Rewrite the material below, putting "occurrence" in place of every "instance" and leaving everything else unchanged.

________

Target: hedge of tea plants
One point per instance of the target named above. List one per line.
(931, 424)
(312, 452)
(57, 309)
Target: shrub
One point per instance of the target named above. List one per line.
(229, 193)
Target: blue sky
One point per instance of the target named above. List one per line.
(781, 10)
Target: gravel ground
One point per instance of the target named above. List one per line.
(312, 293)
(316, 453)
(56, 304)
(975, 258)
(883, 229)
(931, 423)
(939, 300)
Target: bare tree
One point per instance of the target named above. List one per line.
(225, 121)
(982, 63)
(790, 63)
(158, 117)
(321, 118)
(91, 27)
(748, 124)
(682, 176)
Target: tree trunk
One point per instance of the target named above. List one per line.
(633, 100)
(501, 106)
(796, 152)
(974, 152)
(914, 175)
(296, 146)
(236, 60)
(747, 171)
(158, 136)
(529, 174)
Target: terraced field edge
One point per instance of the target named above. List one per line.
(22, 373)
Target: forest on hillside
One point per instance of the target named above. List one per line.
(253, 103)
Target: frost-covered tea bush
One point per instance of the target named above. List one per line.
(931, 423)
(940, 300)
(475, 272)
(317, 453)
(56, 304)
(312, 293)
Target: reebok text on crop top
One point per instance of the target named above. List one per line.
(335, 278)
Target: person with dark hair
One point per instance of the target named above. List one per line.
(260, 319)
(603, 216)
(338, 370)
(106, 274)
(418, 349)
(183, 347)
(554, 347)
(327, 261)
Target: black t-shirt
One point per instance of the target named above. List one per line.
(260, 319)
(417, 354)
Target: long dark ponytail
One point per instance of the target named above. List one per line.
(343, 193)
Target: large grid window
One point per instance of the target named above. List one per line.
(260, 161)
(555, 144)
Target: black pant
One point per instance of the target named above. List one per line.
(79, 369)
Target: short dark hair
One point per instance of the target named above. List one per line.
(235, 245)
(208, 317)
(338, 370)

________

● **Solution to the problem**:
Target: hedge of tea plants
One point per occurrence of the target named above. List one per line.
(931, 424)
(312, 452)
(57, 309)
Target: shrub
One point per occurrence of the target named above. List one per line.
(229, 193)
Target: blue sky
One point per occurrence of the target named above. List one per line.
(781, 10)
Target: gravel ground
One point per occurrence of the target named above. List one per line.
(312, 293)
(316, 453)
(56, 304)
(975, 258)
(883, 229)
(931, 423)
(939, 300)
Target: bare tree
One point per occurrence of the target named above. List one per line.
(225, 121)
(982, 63)
(790, 63)
(158, 117)
(321, 118)
(91, 27)
(748, 124)
(682, 176)
Target: tree trunk
One point per occurrence of the target named above. List one per line.
(633, 100)
(501, 106)
(796, 152)
(974, 152)
(914, 175)
(296, 146)
(236, 60)
(747, 171)
(158, 136)
(529, 174)
Target: terraced field edge
One point per occurrence of the target named above. List one per line.
(22, 373)
Target: forest on hillside
One point per occurrence of the target named above. List one per line.
(253, 103)
Target: frost-covered tea bush
One point per occurrence of the target named above. List one per line.
(931, 423)
(940, 300)
(475, 272)
(317, 453)
(56, 304)
(312, 293)
Target: reebok text on crop top
One point per occurrence of the target named above. List one per line.
(335, 278)
Target: person with dark hair
One point per occurrence of the target named above. List one per line.
(260, 319)
(603, 216)
(338, 370)
(106, 274)
(418, 349)
(183, 347)
(554, 347)
(327, 261)
Target: black t-shirt
One point per occurrence of the target named above. List one per line.
(260, 319)
(417, 354)
Target: long dark ponytail
One point per occurrence of the target named above. List one per line.
(343, 193)
Target: large grid window
One point per occurrence of the target named above. List one per line.
(260, 161)
(555, 144)
Target: black pant
One point per occurrence of the target named above. List one per line.
(79, 369)
Target: short dark hair
One point per occurrence of the target named above. List one per line.
(235, 245)
(208, 317)
(338, 370)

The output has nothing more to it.